## DIRECTIONS FOR THIS TASK
Every entry should be reproduced precisely, with each picture left out.

## EXERCISE MATERIALS
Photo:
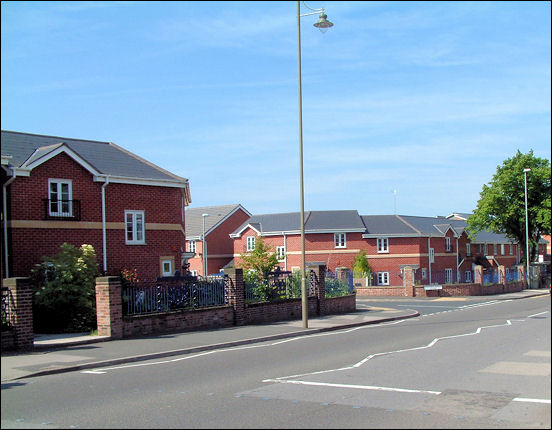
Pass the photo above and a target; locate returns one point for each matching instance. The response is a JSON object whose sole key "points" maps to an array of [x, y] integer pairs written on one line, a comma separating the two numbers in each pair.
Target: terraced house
{"points": [[58, 189], [438, 249]]}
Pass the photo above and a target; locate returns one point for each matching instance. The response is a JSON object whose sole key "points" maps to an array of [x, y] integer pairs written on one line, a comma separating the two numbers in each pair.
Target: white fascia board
{"points": [[228, 215], [245, 227], [62, 149], [376, 236], [140, 181]]}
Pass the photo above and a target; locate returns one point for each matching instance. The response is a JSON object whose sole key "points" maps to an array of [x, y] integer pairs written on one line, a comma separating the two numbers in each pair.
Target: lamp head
{"points": [[323, 24]]}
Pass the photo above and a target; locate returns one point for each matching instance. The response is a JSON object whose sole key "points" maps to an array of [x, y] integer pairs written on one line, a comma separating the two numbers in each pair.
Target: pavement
{"points": [[71, 352]]}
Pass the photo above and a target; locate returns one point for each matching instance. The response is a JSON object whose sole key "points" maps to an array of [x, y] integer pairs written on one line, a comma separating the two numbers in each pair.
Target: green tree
{"points": [[64, 297], [262, 260], [501, 207], [361, 266]]}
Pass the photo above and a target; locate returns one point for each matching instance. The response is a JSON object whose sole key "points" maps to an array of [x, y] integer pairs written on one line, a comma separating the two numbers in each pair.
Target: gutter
{"points": [[5, 202], [104, 233]]}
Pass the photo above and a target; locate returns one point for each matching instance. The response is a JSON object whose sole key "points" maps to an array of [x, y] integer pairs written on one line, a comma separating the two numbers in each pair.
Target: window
{"points": [[340, 240], [61, 198], [167, 264], [383, 244], [448, 276], [135, 227], [250, 243], [383, 278]]}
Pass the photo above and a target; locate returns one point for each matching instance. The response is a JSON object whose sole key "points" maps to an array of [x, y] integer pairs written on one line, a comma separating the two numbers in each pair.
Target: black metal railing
{"points": [[187, 292], [7, 309], [62, 210]]}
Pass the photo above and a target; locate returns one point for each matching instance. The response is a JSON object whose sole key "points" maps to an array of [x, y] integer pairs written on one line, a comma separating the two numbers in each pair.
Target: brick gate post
{"points": [[236, 294], [109, 307], [22, 294]]}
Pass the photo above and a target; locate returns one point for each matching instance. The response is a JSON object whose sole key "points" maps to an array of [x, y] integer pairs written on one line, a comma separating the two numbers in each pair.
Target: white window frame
{"points": [[165, 272], [340, 240], [383, 278], [62, 209], [448, 276], [138, 230], [251, 242], [281, 253], [383, 245]]}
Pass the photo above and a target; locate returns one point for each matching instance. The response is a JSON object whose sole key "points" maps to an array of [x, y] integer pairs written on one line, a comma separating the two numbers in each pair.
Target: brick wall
{"points": [[29, 243]]}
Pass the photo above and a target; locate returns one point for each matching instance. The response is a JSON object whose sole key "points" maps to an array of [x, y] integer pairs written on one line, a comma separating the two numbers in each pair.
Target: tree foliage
{"points": [[501, 207], [262, 260], [64, 298]]}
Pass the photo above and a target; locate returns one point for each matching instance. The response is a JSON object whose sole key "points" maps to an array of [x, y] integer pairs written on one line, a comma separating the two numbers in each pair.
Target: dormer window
{"points": [[60, 195]]}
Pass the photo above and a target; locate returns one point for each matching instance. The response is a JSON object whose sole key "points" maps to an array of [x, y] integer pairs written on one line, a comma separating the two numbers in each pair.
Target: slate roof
{"points": [[315, 222], [20, 150], [217, 214]]}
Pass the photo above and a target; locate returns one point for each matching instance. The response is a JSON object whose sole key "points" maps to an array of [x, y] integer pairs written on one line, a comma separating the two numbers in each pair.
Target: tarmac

## RESPONSE BOX
Photo:
Pass the photo above and a target; locate returns one point for each matching instance. The response is a JSON object whose sole key "points" maps to an array of [x, y] integer pairs written on one line, a comma separating the two numbers in each pair.
Target: terraced house
{"points": [[58, 189], [438, 249]]}
Pass the photo above and a target; locate returns one point for each matching instance. The response is a JSON object whose sole key "points" maps to an array of [x, y] integer pairs written on one line, a comma separating the two numbers in each pair.
Target: white fascia board
{"points": [[228, 215], [245, 227], [62, 149], [376, 236], [140, 181]]}
Pass the photo above and a target; locate returns one point for each matching instance. The response is a JSON object whose sole key "points" maps to an array of [x, y] integer pairs written on one line, a comma separating the two numbers in each pair.
Target: lamp head
{"points": [[323, 24]]}
Pass the photo above and a target; locate returns one point for each matching instance. The response is a JSON object whose sole key "points" maps to an array of [x, y] integer pairs written on one line, a comma separating the two numbers in each pair.
Target: pavement
{"points": [[71, 352]]}
Pass the photo above and a target; locate returns one point for each matching instance. The response is a JSON object whose sole key "points" maps to an array of [x, y] integer pairs written on one line, a comma separating the two numbers in each pair.
Target: green tree
{"points": [[64, 297], [262, 260], [501, 207], [361, 266]]}
Pass the photo above and a target; locate returns one point for each matching instance. The response is a JSON object whose sole key "points" maps to an array of [x, y] integer pairs written on one line, a comma separating the two numbers in each pair.
Target: gutter
{"points": [[5, 202], [104, 233]]}
Pass the photo above and a target; locate returns one point for each matching instance. The response is a JSON object whose sole key "points" maps to an array of [x, y] integer pairs written on one line, a comma separating the two numbers in each pair.
Target: window
{"points": [[340, 240], [61, 198], [167, 264], [383, 244], [448, 276], [135, 227], [250, 243], [383, 278]]}
Pass the photo above and a target; locate returns one point for each matching instance. The response is a JSON object whose sole key "points" maps to an array of [x, y] integer pairs written on one line, a comma separating the two numbers in each pair.
Target: black metal railing
{"points": [[187, 292], [7, 309], [62, 210]]}
Pass the photo above and a target; locate returns one point for each matching instance. The response is a JSON object whose sole key "points" maps to an array of [x, y] integer pairs written on one line, a comma separating the two numbers in each pair.
Target: brick gate post
{"points": [[236, 294], [109, 307], [22, 294]]}
Pass the photo above and a target; locate returns one point for each matching instance. The response is a JSON object whose sole key "points" maps to an array of [x, y] integer pairs written on one line, a comma separating the two numbers in each pair.
Target: white window frame
{"points": [[165, 272], [340, 240], [383, 278], [62, 209], [448, 276], [138, 230], [251, 242], [281, 253], [383, 245]]}
Pass the photo above and a target; locate returns one point for each matching instance. The response is a JSON object whose sole key "points" maps to an array of [x, y] integer pairs written on one line, a comma separating the two numbers in each pair.
Target: brick wall
{"points": [[29, 243]]}
Pass the photo above and a target; locate returns one point for each matching instance. The response is a JSON object whose sole key "points" maps to an array of [x, y] integer pairs written on one line, a comma separating the two numbers in each pair.
Target: tree foliage
{"points": [[501, 207], [262, 260], [64, 298]]}
Pass the photo above and a target; locate returns one point for each matching instance. The response is a JSON object whose sole key "points" maps to an array of [x, y] integer pairs written on one line, a comma separating the two numbers in each pair.
Target: dormer window
{"points": [[60, 195]]}
Pass the photo above and a target; locate returns one point for each matching instance. The response is a JSON object whose sole key "points" maps to an array of [x, y] integer pairs written on one line, a comma separating the two numbers in each pair.
Target: slate roof
{"points": [[315, 222], [20, 150], [217, 214]]}
Pass the photo above and a target; locate returns one point for each matching instance. The response is a JSON object whose sole key "points" maps to an array of [x, y] integer pairs written on one line, a comma separating the two numbers in each pair.
Target: tarmac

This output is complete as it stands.